**Yapılacak İş**
Aşağıdaki seçkide, fedakârlık noktasında ısrar gösterilmemesi neden isteniyor? Seçkinin verdiği gerekçeyi bir ila üç cümleyle açıklayın.

**Seçilmiş Metin**

- - -

Bu şekilde daha dokuz ay geçebilir.

Önemle göz önünde bulundurmak gerekir ki, belirsiz bir zaman boyunca beklemek zorunda kalmayı kabul edemeyiz.

  • Aleyhimize olan meselelerde fedakârlık etmek, lehimize çözümü zarurî olan meseleleri olumlu bir sonuca götürememek bizi zayıf ve güç duruma sokar. Bunun için barışa temel olacak meselelerin hepsini bir bütün olarak dikkate almak, bunu ciddiyetle, açık ve kesin bir dille konferansın dikkatine sunmak ve kabulüne çalışmak; bu konuda garanti elde etmedikçe fedakârlığı gerektiren meselelerin çözümüne yanaşmaktan kesinlikle kaçınma zamanı gelmiştir.
  • 24 Mayıs tarihli ve 144 sayılı telgrafınızla bildirilen son kararımızı uygulamakta acele etmemenizi rica ederim. Esası Meclis’ten gelen talimatın önemli noktası, malî iktisadi adlî ve idarî konularda hayat ve bağımsızlık haklarımızın tam ve güvenilir olarak kazanılmasıdır. Daha bu sonuç elde edilemediğine göre, fedakârlık noktasında ısrar göstermeyiniz.
  • İtilâf Devletleri, bize hayat ve bağımsızlığımızla ilgili konularda ne yapıp yapıp aleyhimizde esaslı şartlar kabul ettirmeye karar vermedikçe, tazminat konusunda göstereceğimiz ciddî tutum üzerine, Yunan ordusunun hareketine izin veremezler; dolayısıyla kendilerinin de fiilen savaş durumuna geçmelerini uygun göremezler.Eğer olumsuz görüşü benimsemekteki kararları kesin ise, Yunan tazminatı konusunda olmasa bile, İstanbul’un boşaltılması, borçların hangi tür para ile ödeneceği veya adlî meseleler gibi bütün dünyayı ilgilendiren konularda ve elverişli bir ortam içinde bize karşı fiili hareketlere girişirler. Böyle olunca dabiz daha zayıf bir duruma düşeriz.

- - -

**Veri Satırları**
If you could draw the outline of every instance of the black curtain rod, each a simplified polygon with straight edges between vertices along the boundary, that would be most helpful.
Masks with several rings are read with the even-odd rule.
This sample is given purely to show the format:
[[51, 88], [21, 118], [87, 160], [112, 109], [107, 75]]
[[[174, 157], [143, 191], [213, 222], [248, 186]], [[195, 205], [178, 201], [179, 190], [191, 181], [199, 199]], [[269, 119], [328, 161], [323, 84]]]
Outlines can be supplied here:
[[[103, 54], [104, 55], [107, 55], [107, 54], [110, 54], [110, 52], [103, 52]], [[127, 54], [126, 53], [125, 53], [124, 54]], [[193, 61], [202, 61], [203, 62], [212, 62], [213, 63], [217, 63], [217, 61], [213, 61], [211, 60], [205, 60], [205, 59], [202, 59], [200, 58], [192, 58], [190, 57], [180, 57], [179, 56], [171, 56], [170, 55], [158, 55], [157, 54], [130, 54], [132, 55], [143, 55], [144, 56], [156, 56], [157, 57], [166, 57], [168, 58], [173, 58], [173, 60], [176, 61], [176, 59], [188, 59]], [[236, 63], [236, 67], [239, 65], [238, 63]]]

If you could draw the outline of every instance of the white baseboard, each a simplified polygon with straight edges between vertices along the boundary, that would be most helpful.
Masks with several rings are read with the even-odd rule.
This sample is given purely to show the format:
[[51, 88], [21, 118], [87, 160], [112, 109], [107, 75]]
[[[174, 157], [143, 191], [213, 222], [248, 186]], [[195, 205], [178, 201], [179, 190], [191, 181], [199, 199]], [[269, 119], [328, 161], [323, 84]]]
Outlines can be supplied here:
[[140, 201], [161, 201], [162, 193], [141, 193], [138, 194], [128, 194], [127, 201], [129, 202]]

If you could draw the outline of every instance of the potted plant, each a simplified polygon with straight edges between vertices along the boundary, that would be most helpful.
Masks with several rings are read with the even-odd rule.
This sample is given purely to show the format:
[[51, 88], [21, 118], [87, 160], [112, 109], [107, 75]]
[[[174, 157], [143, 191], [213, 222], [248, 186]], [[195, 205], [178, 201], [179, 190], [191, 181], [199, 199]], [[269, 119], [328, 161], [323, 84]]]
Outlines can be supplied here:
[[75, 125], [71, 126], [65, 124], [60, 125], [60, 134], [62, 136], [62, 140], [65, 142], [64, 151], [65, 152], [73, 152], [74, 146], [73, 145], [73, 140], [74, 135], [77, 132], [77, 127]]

- - -

**Yanıt**
Meclis'ten gelen talimatın önemli noktası, malî, iktisadi, adlî ve idarî konularda hayat ve bağımsızlık haklarının tam ve güvenilir olarak kazanılmasıdır. Bu sonuç henüz elde edilemediği için fedakârlık noktasında ısrar gösterilmemesi isteniyor.